> **SET EXERCISE**: Please return every line in the entries below that contains the string "slate". Case counts.

-- start PROVIDED INFORMATION --

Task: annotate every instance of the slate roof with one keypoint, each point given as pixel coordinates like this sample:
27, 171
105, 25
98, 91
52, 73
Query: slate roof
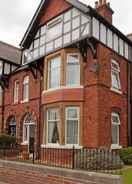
10, 53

-- end PROVIDED INFORMATION --

> **SOLUTION TO THIS PROBLEM**:
Task: annotate every instance of the slate roof with one keypoint, each point given as pixel coordinates like this sample:
Query: slate roof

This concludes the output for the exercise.